*Dataset excerpts*.
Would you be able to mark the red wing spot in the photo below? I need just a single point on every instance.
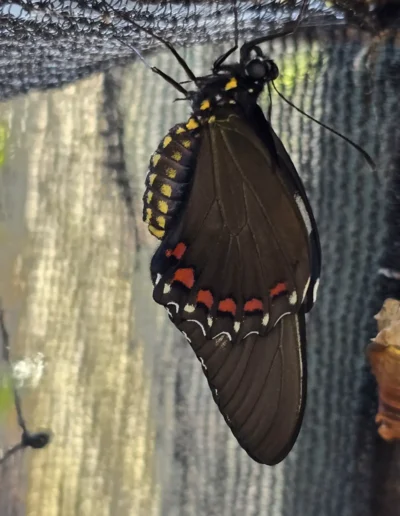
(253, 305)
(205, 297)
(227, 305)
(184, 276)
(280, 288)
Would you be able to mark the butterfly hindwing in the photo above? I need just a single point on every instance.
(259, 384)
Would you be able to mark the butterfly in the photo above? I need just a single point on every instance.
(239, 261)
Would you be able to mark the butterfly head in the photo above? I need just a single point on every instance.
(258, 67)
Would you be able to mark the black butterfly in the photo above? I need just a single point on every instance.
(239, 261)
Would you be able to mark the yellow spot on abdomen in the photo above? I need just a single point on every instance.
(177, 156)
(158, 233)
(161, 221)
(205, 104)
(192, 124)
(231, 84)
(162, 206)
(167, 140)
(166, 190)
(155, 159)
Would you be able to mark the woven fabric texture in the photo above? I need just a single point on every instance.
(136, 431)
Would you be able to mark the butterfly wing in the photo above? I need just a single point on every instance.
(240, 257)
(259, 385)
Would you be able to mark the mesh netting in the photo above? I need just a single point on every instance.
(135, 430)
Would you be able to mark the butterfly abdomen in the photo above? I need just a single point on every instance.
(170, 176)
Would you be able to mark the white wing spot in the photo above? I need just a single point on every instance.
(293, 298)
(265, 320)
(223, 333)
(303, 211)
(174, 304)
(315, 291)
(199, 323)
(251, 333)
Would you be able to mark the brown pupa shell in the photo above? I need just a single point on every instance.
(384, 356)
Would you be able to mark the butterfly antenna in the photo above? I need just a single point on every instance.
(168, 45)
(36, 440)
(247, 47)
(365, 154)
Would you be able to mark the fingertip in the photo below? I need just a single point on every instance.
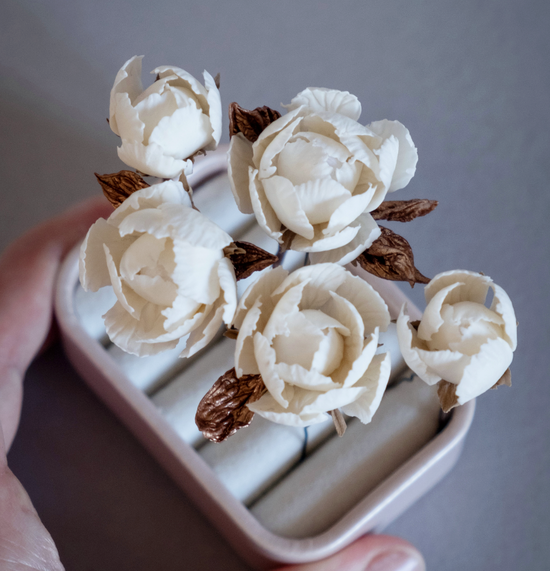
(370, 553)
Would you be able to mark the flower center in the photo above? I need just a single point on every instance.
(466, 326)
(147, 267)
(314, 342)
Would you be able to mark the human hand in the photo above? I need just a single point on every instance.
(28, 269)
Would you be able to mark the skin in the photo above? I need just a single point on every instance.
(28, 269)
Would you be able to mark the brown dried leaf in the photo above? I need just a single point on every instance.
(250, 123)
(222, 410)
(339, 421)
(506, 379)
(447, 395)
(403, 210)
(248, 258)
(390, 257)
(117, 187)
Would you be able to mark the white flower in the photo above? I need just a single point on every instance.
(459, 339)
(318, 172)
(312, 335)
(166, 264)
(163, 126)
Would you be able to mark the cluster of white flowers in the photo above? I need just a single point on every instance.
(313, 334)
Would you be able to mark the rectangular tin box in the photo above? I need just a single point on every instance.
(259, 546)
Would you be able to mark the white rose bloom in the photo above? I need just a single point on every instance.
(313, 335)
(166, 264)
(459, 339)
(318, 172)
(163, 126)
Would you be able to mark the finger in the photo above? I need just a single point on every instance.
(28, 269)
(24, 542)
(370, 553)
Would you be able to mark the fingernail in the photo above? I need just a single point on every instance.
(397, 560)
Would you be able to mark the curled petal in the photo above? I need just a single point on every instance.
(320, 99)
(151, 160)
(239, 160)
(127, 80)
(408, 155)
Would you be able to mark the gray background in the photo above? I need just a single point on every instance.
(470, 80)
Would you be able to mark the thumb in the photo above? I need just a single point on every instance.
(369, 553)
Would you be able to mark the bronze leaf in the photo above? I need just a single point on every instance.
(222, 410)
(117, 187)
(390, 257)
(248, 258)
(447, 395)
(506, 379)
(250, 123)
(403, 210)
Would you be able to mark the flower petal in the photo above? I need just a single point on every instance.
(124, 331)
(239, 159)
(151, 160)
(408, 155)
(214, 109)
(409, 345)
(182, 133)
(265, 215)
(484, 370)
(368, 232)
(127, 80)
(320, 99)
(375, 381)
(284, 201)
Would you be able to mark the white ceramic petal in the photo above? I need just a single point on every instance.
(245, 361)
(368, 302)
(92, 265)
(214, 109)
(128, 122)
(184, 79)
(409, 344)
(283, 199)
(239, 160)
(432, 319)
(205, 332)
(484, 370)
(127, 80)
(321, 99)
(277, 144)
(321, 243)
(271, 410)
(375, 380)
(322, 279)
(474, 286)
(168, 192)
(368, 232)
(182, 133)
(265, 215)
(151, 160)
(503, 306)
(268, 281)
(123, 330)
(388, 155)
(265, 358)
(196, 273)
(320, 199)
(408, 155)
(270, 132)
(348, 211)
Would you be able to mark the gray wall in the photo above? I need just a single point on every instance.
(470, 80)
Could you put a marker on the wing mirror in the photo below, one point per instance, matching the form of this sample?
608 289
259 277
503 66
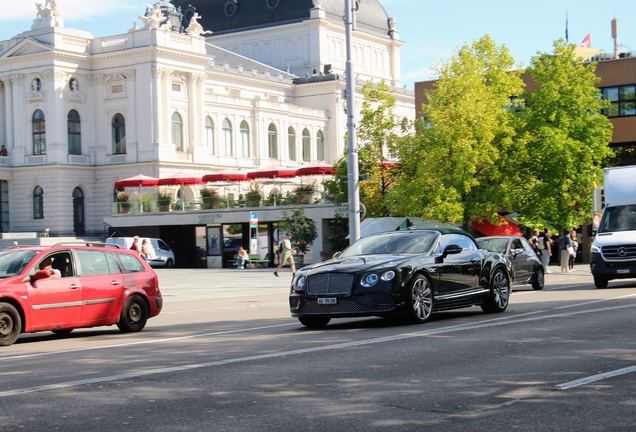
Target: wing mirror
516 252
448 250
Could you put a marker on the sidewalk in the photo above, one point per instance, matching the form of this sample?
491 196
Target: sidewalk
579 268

*Exercise aim*. Copy every one of the records above verbatim, omitting the pictures.

*In response*.
Would you be able to mark the red wing spot in the photo below? I need just a single point on every instance.
(253, 305)
(205, 297)
(227, 305)
(184, 276)
(280, 288)
Would you be able to mark the butterfly hindwing in the photo above? I need just a single point on every instance.
(259, 384)
Would you be able to mark the butterfly in the photo above? I need just a single point on every instance.
(239, 261)
Would you be able to mark the butterfly head in the photo above? I need just a single point on every instance.
(258, 67)
Would you be able to mark the black butterfly in the photo above? I need just a single point on every instance.
(239, 261)
Would you be able to mark the yellow spot on abdomen in the photo above? I need just a single point on every instance.
(177, 156)
(158, 233)
(161, 221)
(205, 104)
(192, 124)
(231, 84)
(162, 206)
(167, 140)
(166, 190)
(155, 159)
Would you be able to mark the woven fabric texture in the photo above? I need just a single point on every instance.
(136, 431)
Would you be able to mark the butterfly wing in the photo above? I need just a single point on every instance.
(240, 257)
(259, 385)
Would you be able to mark the mesh netting in the photo above? I need just a single point on every instance.
(135, 430)
Would you be able to mark the butterfly abdomen in the photo above? I need just a single point on every instance.
(170, 176)
Would you be able to mark the white wing spot in the photo above? I need just a single point on every instance.
(293, 298)
(265, 320)
(223, 333)
(303, 211)
(174, 304)
(315, 291)
(199, 323)
(251, 333)
Would you be able to mark the brown pupa shell in the photo above? I need just a single point on every instance.
(384, 356)
Would you be able to mark the butterfly antenna in the photo above? I need just a single point on every instance.
(168, 45)
(36, 440)
(247, 47)
(365, 154)
Would you be able to mark the fingertip in the photo below? I need just a single point on every instance.
(370, 553)
Would you be able to mark the flower center in the photo above? I need just a single point on every instance.
(466, 326)
(147, 267)
(314, 342)
Would you be able to mark the human hand in the photo above? I need just a single point on every instance.
(28, 269)
Would you be able to mark the skin in the photo above? I need just a single point on every instance.
(28, 269)
Would you be able to mark the brown dried leaf in the photo above? I need just a single point on every instance.
(250, 123)
(222, 410)
(339, 421)
(506, 379)
(447, 395)
(403, 210)
(248, 258)
(390, 257)
(117, 187)
Would you be able to mark the white flower in the photo above? I need just a single point on every instance.
(459, 339)
(318, 172)
(312, 335)
(166, 264)
(163, 126)
Would you be able to mark the cluster of white flowers in the photo above? I need just a single point on every instance.
(313, 334)
Would you be able to mark the rectangular tin box in the photo above? I need just a single point on every instance.
(259, 546)
Would you be able to mark the white rose bloom in the photo above? I need just a single point on every instance.
(313, 335)
(166, 264)
(459, 339)
(318, 172)
(163, 126)
Would you be able to mark the finger in the photo above? I need just a single point on every instance.
(28, 269)
(24, 542)
(370, 553)
Would you be able to mark the fingernail in the photo above? I need just a single point on every instance.
(397, 560)
Would you be able to mark the curled petal in the photo above? I need just a single point on every instance.
(320, 99)
(151, 160)
(239, 160)
(127, 80)
(408, 155)
Would you be able to mark the gray background in the photo above? I need just a single point on every instance.
(470, 80)
Would you be able to mark the thumb in the photo above? I need just a single point on every instance.
(369, 553)
Would you be able to mark the bronze leaf in the photo above? I need just a single point on every instance.
(222, 410)
(117, 187)
(390, 257)
(248, 258)
(447, 395)
(506, 379)
(250, 123)
(403, 210)
Would you be able to mark the flower petal in the photo above? I need just a single point on every instance.
(124, 331)
(239, 159)
(151, 160)
(408, 155)
(214, 109)
(409, 345)
(182, 133)
(265, 215)
(484, 370)
(368, 232)
(127, 80)
(320, 99)
(375, 381)
(284, 201)
Would you be able to mark the white ceramic petal in the photo above? I need just a single point on every instance.
(245, 361)
(368, 302)
(92, 265)
(214, 109)
(128, 122)
(184, 79)
(409, 344)
(283, 199)
(239, 160)
(432, 319)
(205, 332)
(484, 370)
(127, 80)
(321, 99)
(277, 144)
(321, 243)
(271, 410)
(375, 380)
(322, 279)
(474, 286)
(168, 192)
(368, 232)
(182, 133)
(265, 215)
(151, 160)
(503, 306)
(268, 281)
(123, 330)
(388, 155)
(265, 358)
(196, 273)
(320, 199)
(408, 155)
(270, 132)
(348, 211)
Would you be able to mark the gray wall in the photo above? I need just a single point on every instance.
(470, 80)
Could you put a marker on the wing mirror in the photo below, one point per instance, matching the form of this sample?
608 289
259 277
503 66
Target: wing mirror
516 252
448 250
Could you put a marker on the sidewalk in the photo above, one point per instance, matching the form of this sample?
491 196
Target: sidewalk
579 268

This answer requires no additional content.